## POINT À TRAITER 1
Transcrivez tout le passage du récit sur la grève de la STM allant de « Cette femme d’origine » jusqu'à « être en mouvement. ».

Dans un français impeccable avec un léger accent exotique qui me semblait hispanique, la dame m’a demandé où j’allais. « Au centre-ville ! Déposez-moi n’importe où vers l’ouest… » On a jasé. En me voyant sur le bord de la rue, elle s’est dit : « Mais qu’est-ce qu’elle fait là, elle, à faire du pouce à Montréal ! Et après j’ai compris… Elle est coincée par la grève de la STM ! » Exact.
Cette femme travaille au Collège de Maisonneuve. Elle s’en allait chercher son repas du dîner pas loin. Mais elle a prolongé son trajet de quelques rues pour me donner une avance sur mon chemin. « Merci ! »
« Ma B.A. sera faite aujourd’hui ! J’ai fait le taxi pour ma fille ces derniers jours. Alors je peux bien le faire pour des inconnus. Comme ça, je sais que d’autres le feront pour moi ou ma fille lorsque nous aurons besoin. » « Oui, Madame ! Et en plus, c’est bon pour votre karma ! » On a rigolé.
Avant de sortir de la voiture, je lui ai lancé un autre merci bien senti et un !Muchas gracias! un peu rouillé. Elle a souri. Une fois au coin de la rue, j’ai levé les deux bras dans les airs comme si je venais de remporter une bataille colossale contre cette grève des transports qui nous paralyse, qui nous tient en otages dans notre quartier misérable. La dame, elle, m’envoyait la main en guise d’au revoir.
Cette femme d’origine colombienne m’a épargné 25 minutes de marche. Dans le temps de le dire, j’étais déjà dans mon ancien quartier, le chic Centre-Sud. Pas de problème pour marcher le reste jusqu’à la Grande Bibliothèque. Manifestement, il y a encore plein de bonnes et de belles personnes dans cette métropole.
Arrivée à ma destination, le café où je vais habituellement était fermé. Cause : Grève de la STM. J’ai trouvé cela hilarant. Mais j’ai quand même pu aller à l’autre café, à la bibliothèque, sortir d’Hochelag’ et, surtout, être en mouvement.

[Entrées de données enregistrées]
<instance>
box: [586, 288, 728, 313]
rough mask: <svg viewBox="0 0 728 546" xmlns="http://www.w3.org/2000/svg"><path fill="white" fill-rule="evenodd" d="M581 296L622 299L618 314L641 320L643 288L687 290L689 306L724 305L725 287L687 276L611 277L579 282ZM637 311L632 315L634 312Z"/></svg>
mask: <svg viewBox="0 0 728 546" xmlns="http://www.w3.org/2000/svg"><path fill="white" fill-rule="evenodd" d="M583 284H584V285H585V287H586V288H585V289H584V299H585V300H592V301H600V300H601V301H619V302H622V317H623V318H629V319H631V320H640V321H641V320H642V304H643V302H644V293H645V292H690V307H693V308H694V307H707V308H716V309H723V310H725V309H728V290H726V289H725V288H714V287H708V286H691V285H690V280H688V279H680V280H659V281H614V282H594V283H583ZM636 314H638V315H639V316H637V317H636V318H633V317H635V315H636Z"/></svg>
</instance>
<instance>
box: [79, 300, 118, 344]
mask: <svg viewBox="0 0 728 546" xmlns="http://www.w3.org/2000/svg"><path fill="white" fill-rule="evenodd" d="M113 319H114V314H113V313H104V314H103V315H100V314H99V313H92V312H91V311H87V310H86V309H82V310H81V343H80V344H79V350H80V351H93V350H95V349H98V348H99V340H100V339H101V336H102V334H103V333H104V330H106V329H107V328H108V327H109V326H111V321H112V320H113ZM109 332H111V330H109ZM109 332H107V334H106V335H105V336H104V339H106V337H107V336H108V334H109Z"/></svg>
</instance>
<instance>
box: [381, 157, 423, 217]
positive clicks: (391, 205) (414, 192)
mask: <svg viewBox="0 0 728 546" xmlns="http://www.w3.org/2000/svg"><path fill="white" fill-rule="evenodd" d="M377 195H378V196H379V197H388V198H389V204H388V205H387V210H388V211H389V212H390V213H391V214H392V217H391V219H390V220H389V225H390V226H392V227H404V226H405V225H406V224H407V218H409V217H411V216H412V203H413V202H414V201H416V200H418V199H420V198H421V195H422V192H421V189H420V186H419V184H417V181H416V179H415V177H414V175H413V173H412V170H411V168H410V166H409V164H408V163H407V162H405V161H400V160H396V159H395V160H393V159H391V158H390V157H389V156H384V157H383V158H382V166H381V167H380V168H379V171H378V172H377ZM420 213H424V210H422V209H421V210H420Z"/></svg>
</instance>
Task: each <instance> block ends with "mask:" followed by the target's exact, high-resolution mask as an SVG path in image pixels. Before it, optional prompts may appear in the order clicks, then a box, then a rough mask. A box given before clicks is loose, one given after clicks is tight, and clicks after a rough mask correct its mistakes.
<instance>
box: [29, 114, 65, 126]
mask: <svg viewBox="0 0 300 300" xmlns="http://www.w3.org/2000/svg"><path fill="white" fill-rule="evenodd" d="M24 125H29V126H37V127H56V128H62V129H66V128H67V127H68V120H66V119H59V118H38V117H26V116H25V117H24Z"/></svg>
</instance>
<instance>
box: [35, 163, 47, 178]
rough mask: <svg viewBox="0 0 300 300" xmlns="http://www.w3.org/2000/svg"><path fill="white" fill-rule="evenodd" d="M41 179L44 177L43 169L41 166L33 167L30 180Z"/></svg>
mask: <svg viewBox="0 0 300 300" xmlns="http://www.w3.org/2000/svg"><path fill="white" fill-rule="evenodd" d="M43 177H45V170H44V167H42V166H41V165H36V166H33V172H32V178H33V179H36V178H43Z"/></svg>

## POINT À TRAITER 2
Indiquez seulement le nombre de lignes des rangées qui contiennent la chaîne « clicks », en tenant compte de la casse.

## ZONE DE RÉPONSE 1
Cette femme d’origine colombienne m’a épargné 25 minutes de marche. Dans le temps de le dire, j’étais déjà dans mon ancien quartier, le chic Centre-Sud. Pas de problème pour marcher le reste jusqu’à la Grande Bibliothèque. Manifestement, il y a encore plein de bonnes et de belles personnes dans cette métropole.
Arrivée à ma destination, le café où je vais habituellement était fermé. Cause : Grève de la STM. J’ai trouvé cela hilarant. Mais j’ai quand même pu aller à l’autre café, à la bibliothèque, sortir d’Hochelag’ et, surtout, être en mouvement.

## ZONE DE RÉPONSE 2
2